# Exercise prompt
Below is a block of entries; repeat exactly the lines starting at the line that contains "Target: hairy stem" and ending at the line that contains "Target: green leaf", both included.

_ _ _ _ _ _ _

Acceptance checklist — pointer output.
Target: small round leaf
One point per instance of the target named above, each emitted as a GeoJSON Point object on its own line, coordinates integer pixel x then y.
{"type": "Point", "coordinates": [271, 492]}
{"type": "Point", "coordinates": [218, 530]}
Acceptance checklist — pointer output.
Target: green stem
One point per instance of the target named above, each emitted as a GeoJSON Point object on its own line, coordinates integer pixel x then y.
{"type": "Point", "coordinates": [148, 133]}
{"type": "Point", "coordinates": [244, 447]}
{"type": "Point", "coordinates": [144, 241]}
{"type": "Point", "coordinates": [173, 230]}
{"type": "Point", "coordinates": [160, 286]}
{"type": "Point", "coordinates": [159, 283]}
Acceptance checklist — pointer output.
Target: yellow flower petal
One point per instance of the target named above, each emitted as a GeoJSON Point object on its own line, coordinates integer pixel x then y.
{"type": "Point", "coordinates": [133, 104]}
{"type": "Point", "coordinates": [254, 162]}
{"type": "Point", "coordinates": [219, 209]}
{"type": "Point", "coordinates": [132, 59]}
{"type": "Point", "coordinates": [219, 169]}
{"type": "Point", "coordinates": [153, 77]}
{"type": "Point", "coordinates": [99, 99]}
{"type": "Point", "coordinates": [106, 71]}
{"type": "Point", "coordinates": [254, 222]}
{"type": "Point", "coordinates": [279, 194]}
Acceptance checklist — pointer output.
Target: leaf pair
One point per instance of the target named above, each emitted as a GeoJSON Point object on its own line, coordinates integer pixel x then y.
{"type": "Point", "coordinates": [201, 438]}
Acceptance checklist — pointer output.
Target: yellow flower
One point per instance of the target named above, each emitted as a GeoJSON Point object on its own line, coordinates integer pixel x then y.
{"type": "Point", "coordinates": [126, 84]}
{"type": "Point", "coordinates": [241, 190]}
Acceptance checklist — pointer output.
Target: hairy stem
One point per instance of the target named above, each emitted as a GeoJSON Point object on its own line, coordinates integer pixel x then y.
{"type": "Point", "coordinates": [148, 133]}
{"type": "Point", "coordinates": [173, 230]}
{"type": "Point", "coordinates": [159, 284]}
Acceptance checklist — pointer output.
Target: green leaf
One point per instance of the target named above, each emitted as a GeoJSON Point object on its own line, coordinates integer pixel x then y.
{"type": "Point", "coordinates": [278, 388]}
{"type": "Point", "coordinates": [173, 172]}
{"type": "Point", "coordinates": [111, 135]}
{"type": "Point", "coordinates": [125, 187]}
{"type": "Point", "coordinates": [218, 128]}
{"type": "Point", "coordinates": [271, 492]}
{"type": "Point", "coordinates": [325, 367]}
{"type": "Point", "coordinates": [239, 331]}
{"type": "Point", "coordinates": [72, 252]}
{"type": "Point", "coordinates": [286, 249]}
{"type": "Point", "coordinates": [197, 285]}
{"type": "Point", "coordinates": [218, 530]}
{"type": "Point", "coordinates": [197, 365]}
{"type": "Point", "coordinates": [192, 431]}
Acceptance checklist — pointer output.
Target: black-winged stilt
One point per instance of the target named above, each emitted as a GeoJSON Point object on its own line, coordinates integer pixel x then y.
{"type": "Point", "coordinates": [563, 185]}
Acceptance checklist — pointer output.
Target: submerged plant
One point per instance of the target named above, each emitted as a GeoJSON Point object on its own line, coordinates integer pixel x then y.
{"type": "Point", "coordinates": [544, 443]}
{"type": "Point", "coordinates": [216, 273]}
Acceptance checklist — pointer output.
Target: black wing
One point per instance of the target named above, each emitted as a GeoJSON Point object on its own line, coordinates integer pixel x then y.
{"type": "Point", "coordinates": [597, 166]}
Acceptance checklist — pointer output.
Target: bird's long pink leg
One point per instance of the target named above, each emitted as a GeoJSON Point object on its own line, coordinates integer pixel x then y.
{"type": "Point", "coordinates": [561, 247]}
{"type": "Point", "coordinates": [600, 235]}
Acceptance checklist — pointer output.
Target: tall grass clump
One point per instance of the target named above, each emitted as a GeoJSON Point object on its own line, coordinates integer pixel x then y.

_ _ _ _ _ _ _

# Solved exercise
Target: hairy stem
One point per instance of the target named above, each emitted as a GeoJSON Point object on its own line, coordinates integer pixel x then y.
{"type": "Point", "coordinates": [148, 133]}
{"type": "Point", "coordinates": [173, 230]}
{"type": "Point", "coordinates": [159, 284]}
Acceptance checklist — pointer output.
Target: green leaf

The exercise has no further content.